Reproduce verbatim the part of the records that opens with the line containing "Return the outline of every instance of the vertical" and closes at the end of the records.

● TASK DATA:
┄┄┄┄┄┄┄┄┄┄┄┄┄┄┄┄┄┄┄┄
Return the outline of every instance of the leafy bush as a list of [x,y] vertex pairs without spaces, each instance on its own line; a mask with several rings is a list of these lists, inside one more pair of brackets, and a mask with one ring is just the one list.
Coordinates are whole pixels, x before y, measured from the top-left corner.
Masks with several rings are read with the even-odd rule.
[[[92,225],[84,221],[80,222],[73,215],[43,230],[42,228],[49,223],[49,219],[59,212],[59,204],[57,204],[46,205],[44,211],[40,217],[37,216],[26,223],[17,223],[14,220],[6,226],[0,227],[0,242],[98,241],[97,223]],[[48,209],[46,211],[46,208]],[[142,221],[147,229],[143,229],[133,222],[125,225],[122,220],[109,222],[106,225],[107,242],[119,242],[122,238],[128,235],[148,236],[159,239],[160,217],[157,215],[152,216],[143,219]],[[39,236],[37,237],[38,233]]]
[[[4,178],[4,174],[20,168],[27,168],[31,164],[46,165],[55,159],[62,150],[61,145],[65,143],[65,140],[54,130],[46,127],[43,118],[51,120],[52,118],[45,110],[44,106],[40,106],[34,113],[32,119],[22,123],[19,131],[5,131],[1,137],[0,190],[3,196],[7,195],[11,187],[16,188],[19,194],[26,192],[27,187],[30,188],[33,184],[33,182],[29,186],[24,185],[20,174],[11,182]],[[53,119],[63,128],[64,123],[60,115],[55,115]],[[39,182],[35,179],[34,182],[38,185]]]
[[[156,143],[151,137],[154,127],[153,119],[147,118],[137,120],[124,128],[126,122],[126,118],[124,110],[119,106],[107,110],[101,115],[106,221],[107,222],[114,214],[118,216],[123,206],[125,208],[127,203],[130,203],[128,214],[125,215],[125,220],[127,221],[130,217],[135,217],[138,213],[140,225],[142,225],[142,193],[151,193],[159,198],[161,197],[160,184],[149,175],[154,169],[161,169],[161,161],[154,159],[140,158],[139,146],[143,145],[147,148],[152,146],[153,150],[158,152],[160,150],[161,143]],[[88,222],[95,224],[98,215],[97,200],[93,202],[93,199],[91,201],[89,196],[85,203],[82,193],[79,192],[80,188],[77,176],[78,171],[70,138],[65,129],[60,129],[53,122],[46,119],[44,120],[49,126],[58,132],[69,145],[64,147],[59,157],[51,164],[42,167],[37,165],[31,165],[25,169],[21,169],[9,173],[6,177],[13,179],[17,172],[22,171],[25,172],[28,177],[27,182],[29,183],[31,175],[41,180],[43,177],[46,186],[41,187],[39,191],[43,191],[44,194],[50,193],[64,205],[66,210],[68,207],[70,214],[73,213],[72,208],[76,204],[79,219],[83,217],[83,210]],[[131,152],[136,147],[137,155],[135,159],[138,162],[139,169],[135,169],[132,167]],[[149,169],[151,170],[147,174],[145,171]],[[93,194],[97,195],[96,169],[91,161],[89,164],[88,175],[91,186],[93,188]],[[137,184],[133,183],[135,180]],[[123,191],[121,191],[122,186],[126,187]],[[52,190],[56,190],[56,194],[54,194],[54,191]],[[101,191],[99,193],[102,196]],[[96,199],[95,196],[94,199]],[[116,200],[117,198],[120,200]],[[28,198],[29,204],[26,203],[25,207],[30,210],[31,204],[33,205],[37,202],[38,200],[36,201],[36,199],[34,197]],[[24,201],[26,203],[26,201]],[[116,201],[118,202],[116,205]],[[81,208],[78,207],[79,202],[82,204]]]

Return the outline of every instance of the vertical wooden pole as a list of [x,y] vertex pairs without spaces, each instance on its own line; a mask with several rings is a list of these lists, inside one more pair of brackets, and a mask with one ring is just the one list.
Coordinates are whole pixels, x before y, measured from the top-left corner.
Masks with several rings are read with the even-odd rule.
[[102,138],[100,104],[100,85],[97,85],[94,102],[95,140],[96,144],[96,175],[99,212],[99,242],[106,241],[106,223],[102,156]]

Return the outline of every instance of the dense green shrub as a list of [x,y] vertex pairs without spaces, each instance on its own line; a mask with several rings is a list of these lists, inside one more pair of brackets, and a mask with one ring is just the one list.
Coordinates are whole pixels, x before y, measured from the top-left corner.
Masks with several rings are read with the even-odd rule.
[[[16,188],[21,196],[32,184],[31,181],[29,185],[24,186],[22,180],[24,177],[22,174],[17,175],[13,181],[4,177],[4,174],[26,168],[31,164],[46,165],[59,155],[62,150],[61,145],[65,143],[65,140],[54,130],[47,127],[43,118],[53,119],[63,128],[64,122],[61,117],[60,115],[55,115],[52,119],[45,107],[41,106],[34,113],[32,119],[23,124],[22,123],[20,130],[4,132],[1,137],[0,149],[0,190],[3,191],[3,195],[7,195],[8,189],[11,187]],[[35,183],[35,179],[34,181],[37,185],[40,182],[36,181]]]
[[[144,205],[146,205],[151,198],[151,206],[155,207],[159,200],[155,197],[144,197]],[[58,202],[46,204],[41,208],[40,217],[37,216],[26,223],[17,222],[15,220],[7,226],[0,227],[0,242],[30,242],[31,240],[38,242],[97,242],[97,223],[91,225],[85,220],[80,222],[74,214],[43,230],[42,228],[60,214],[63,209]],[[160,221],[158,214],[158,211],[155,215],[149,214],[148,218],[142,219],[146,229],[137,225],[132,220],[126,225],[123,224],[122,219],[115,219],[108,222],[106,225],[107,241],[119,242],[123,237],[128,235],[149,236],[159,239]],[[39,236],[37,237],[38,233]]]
┄┄┄┄┄┄┄┄┄┄┄┄┄┄┄┄┄┄┄┄
● RIGHT ANSWER:
Return the outline of every instance of the vertical wooden pole as a list of [x,y] vertex pairs without spaces, each instance on its own line; a mask with several rings is a list of these lists, inside one more pair of brackets, and a mask with one ring is just the one list.
Coordinates are whole pixels, x before y, measured from the top-left corner.
Masks with several rings are read with the even-odd rule.
[[102,138],[100,104],[100,85],[97,85],[94,102],[95,140],[96,144],[96,175],[99,212],[99,242],[106,241],[106,223],[102,156]]

Return the outline of every instance of the dense green shrub as a list of [x,y] vertex pairs without spaces, each instance on its own line; a mask with several rings is a list of these lists, inside one more pair of brackets, and a mask with one ring is just the one list.
Coordinates are whole pixels, x before y, measured from the top-left corner.
Masks with several rings are read with the even-odd rule.
[[[16,188],[21,196],[32,184],[31,181],[29,185],[24,186],[22,180],[24,177],[22,174],[17,175],[13,181],[4,177],[4,174],[26,168],[31,164],[46,165],[59,155],[62,150],[61,145],[65,143],[65,140],[54,130],[47,127],[43,118],[53,119],[63,128],[64,122],[61,117],[60,115],[55,115],[52,119],[45,107],[41,106],[34,113],[32,119],[23,124],[22,123],[20,130],[4,132],[1,137],[0,149],[0,190],[3,191],[3,195],[7,195],[8,189],[11,187]],[[35,183],[35,179],[34,181],[37,185],[40,182],[36,181]]]
[[[144,205],[146,205],[151,198],[151,206],[155,207],[159,200],[155,197],[144,197]],[[58,202],[46,204],[41,208],[40,217],[37,216],[26,223],[17,222],[15,220],[7,226],[0,227],[0,242],[30,242],[31,240],[38,242],[97,242],[97,223],[91,225],[85,220],[80,222],[74,214],[43,230],[42,228],[60,214],[63,209]],[[160,221],[158,214],[158,211],[155,215],[149,214],[148,218],[142,219],[146,229],[137,225],[132,220],[126,225],[123,224],[122,219],[115,219],[108,222],[106,225],[107,241],[119,242],[123,237],[128,235],[149,236],[159,239]],[[39,236],[37,237],[38,233]]]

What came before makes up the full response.